---------- Task material

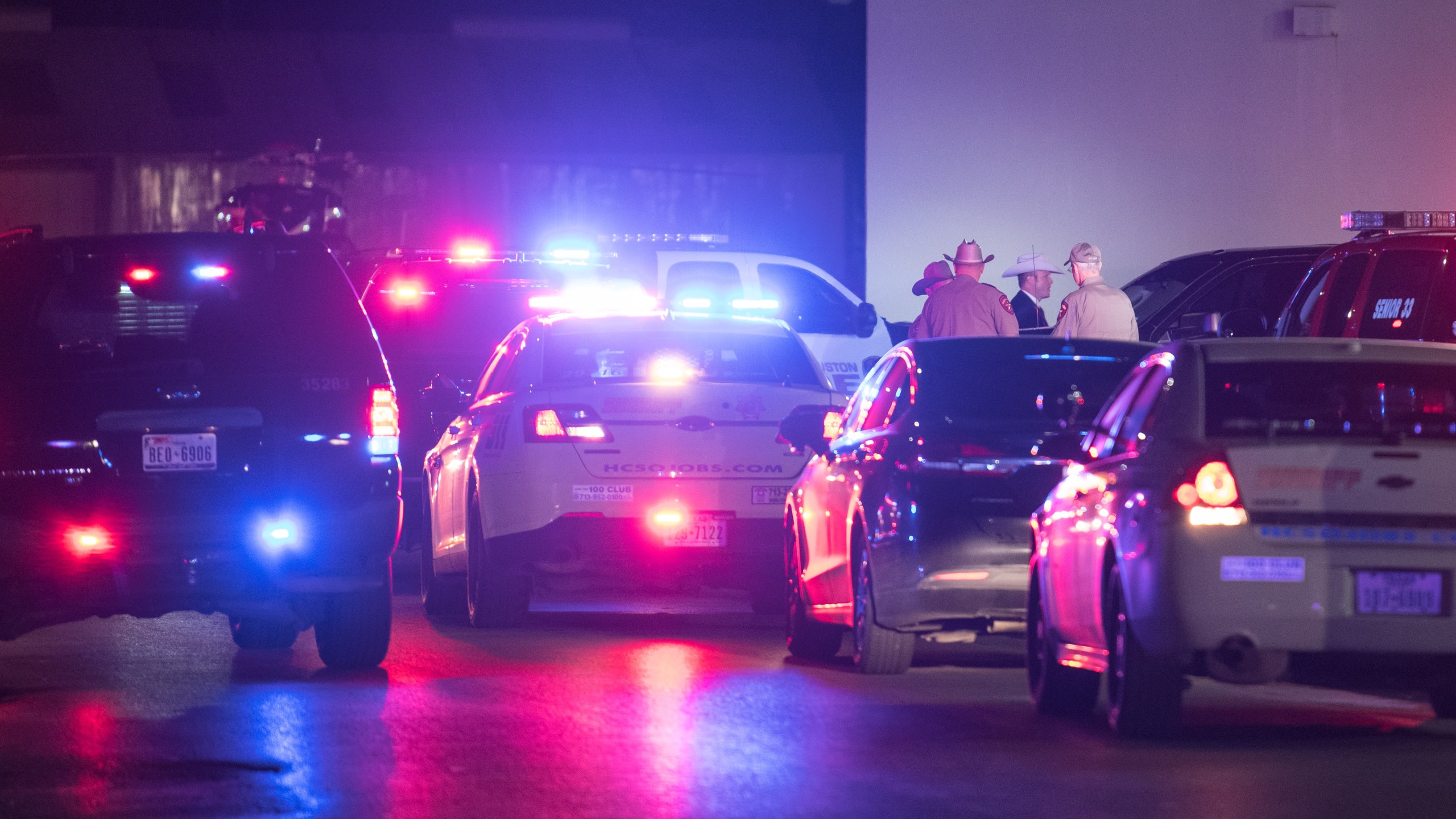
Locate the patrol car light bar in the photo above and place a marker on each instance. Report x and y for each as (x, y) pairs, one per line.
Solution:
(1397, 219)
(657, 238)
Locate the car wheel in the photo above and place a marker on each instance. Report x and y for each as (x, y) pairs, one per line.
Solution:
(258, 633)
(494, 595)
(807, 639)
(354, 627)
(877, 649)
(1145, 691)
(1054, 688)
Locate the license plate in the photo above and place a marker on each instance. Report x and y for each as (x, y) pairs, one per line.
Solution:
(1400, 592)
(180, 454)
(769, 494)
(705, 530)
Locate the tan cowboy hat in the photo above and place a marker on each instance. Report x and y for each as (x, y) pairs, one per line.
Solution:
(934, 271)
(969, 253)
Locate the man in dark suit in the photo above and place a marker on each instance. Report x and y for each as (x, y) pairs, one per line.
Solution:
(1034, 279)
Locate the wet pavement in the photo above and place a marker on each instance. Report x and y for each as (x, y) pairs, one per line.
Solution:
(688, 710)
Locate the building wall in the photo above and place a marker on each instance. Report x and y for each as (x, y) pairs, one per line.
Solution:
(1151, 129)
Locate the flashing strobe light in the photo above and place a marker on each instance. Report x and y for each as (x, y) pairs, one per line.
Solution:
(1212, 498)
(1398, 221)
(562, 423)
(670, 369)
(88, 541)
(383, 421)
(279, 534)
(667, 518)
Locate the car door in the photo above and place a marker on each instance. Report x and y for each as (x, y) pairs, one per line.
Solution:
(851, 458)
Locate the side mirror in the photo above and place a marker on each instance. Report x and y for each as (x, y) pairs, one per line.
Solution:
(1242, 324)
(812, 428)
(865, 320)
(443, 400)
(1066, 446)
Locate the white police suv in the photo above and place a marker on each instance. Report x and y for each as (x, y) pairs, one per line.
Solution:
(621, 449)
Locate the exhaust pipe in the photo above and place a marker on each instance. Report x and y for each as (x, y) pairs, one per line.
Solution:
(1239, 660)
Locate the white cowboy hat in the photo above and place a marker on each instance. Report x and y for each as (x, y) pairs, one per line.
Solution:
(969, 253)
(1030, 263)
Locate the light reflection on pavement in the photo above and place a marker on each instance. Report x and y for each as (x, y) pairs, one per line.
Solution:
(592, 712)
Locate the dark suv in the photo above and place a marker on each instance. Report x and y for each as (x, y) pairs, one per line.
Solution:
(196, 421)
(1392, 280)
(1246, 288)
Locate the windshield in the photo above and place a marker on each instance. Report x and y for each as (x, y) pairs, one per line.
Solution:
(1330, 400)
(201, 305)
(1021, 390)
(676, 356)
(1160, 286)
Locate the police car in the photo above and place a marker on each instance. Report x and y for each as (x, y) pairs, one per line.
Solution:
(618, 449)
(1247, 504)
(841, 330)
(1392, 280)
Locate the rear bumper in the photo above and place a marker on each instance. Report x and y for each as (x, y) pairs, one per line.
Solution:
(625, 550)
(1181, 602)
(162, 560)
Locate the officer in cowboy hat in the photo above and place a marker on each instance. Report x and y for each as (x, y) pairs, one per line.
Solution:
(1095, 309)
(1033, 274)
(937, 276)
(966, 305)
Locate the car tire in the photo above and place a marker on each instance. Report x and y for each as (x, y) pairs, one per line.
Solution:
(354, 627)
(1054, 688)
(877, 649)
(494, 595)
(807, 639)
(1145, 691)
(263, 634)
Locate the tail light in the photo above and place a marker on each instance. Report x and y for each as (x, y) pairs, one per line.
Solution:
(383, 421)
(1212, 498)
(565, 423)
(86, 541)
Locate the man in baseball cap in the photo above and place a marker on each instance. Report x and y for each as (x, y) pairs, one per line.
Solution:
(1033, 274)
(1095, 309)
(966, 305)
(937, 274)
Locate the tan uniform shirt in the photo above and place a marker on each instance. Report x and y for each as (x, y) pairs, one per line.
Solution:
(1097, 311)
(969, 308)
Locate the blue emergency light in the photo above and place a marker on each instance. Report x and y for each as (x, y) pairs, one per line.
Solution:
(1398, 221)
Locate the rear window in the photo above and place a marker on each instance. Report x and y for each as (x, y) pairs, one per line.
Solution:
(1021, 390)
(1330, 400)
(647, 358)
(214, 304)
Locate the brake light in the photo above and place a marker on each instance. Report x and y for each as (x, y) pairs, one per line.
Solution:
(86, 541)
(383, 421)
(1212, 498)
(565, 423)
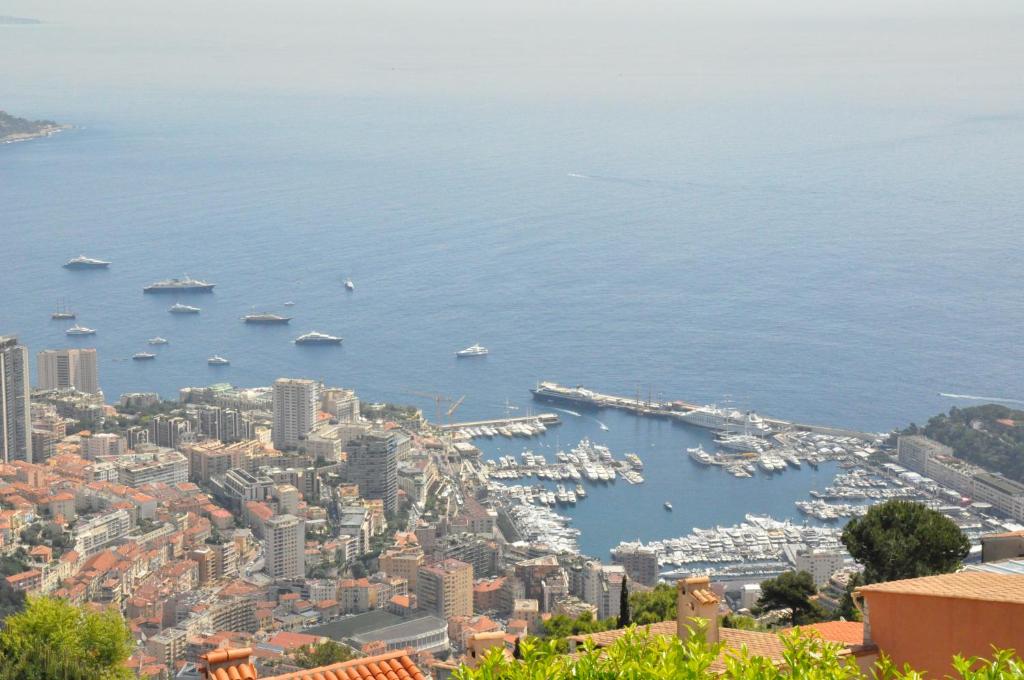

--------------------

[What the task requires]:
Extract every line of the data above verbatim, without altering any text, and leave the pictures out.

[Answer to the exercise]:
Locate the patrol car light bar in the photo above and place a marker on each instance. Report x and y for each as (x, y) pairs, one per line.
Solution:
(1397, 219)
(657, 238)
Locate the car wheel in the photo above and place a marker on each instance. Report x and y for each as (x, y) pairs, one per line.
Solution:
(258, 633)
(494, 595)
(807, 639)
(354, 627)
(877, 649)
(1145, 691)
(1054, 688)
Locate the license plate in the photo above and place a marker on each instance. Report x and y for each as (x, y) pairs, one per line.
Solution:
(1400, 592)
(180, 454)
(769, 494)
(705, 530)
Locate the tan cowboy hat in the photo above and place a marker on each instance. Report x and y for each as (x, y) pairs, one per line.
Solution:
(934, 271)
(969, 253)
Locate the man in dark suit in the photo above and place a marker on each instance. Report x and y for each as (x, y) pairs, one per line.
Solution:
(1034, 279)
Locate the wet pavement in the photo above and place a marker on each instance. Report x and y for each as (x, y) pairs, one per line.
Solution:
(688, 710)
Locate the building wall in the photo above and place a marker on each instance. Report x and y for each as (x, y) pairs, one per line.
Solution:
(1151, 129)
Locate the flashing strobe light in the photo above and place a marker on each instance. Report x and y for each as (x, y) pairs, one per line.
Solution:
(1212, 498)
(1398, 221)
(562, 423)
(670, 369)
(88, 541)
(383, 421)
(279, 534)
(667, 518)
Locate the car door in the photo above and place a marker on each instance. Report x and y for each as (x, y) pairs, one per line.
Solution:
(851, 458)
Locate the side mirror in the photo above and place a marker on each instance. Report x and y for each as (x, y) pairs, one per line.
Solution:
(1242, 324)
(812, 428)
(865, 320)
(443, 400)
(1066, 446)
Locate the white police suv in the photo above and place a marker on each instance. Report x and y for each as (x, y) pairs, one per line.
Solution:
(621, 449)
Locate the exhaust pipe in the photo above and place a marker on each instance. Report x and y for each as (x, y) pairs, one per line.
Solution:
(1239, 660)
Locate the white cowboy hat in the photo above and place a marker on each instance. Report x and y for each as (x, y) pairs, one per line.
Solution:
(969, 253)
(1030, 263)
Locate the light reflection on pavement in the photo above and place a marker on each instance. Report x and y for each as (x, y) pairs, one per line.
Solution:
(592, 712)
Locate the dark suv in the photo above and place a marker on each instance. Report x and y for each as (x, y) pairs, one per line.
Solution:
(196, 421)
(1392, 280)
(1246, 288)
Locate the windshield in the photo above and place a marker on each instance. Report x and y for each as (x, y) pairs, one per line.
Solution:
(1330, 400)
(201, 305)
(1021, 390)
(676, 356)
(1160, 286)
Locate the police car in the photo above and place a marker on each instance. Report x and y for each as (x, y) pairs, one per line.
Solution:
(618, 449)
(1247, 504)
(841, 330)
(1392, 280)
Locate the rear bumper in the photo above and place a marker on each instance. Report x and y for each as (x, y) pairs, one per line.
Solution:
(625, 550)
(1181, 602)
(162, 560)
Locate the officer in cowboy hat in the photo above and place a marker on each instance. Report x and y for each as (x, y) pairs, one per line.
Solution:
(1095, 309)
(1033, 274)
(937, 276)
(966, 305)
Locate the car tire in the photo above and place a marker on each instance. Report x and y for each as (x, y) pairs, one per line.
Solution:
(354, 627)
(1054, 688)
(877, 649)
(494, 595)
(807, 639)
(1145, 691)
(263, 634)
Locate the tail light in the photo above and place a marker on each instance. Report x and y for each as (x, y) pairs, one per line.
Solution:
(383, 421)
(1212, 498)
(565, 423)
(86, 541)
Locate the man in baseball cap in the photo above and place a marker on each instance. Report x and y for each as (x, y) pairs, one per line.
Solution:
(1033, 274)
(1095, 309)
(966, 305)
(937, 274)
Locate the tan uniform shirt in the photo above and place a marker on each instance. Report x and y for each as (x, y) pairs, one per line.
Solution:
(1097, 311)
(969, 308)
Locate the blue emergency light in the photo above and place a marker on each instance. Report x and y for each as (x, y) pairs, one per line.
Solution:
(1398, 221)
Locate the rear window in the photo above and place a marker on each instance. Report x and y for each as (x, y) pairs, one per line.
Solution:
(1021, 390)
(1330, 400)
(647, 358)
(214, 304)
Locate the brake light in the photo above and place a marker on each instance. Report x and y for each as (x, y) pairs, one per line.
Solution:
(86, 541)
(383, 421)
(1212, 498)
(565, 423)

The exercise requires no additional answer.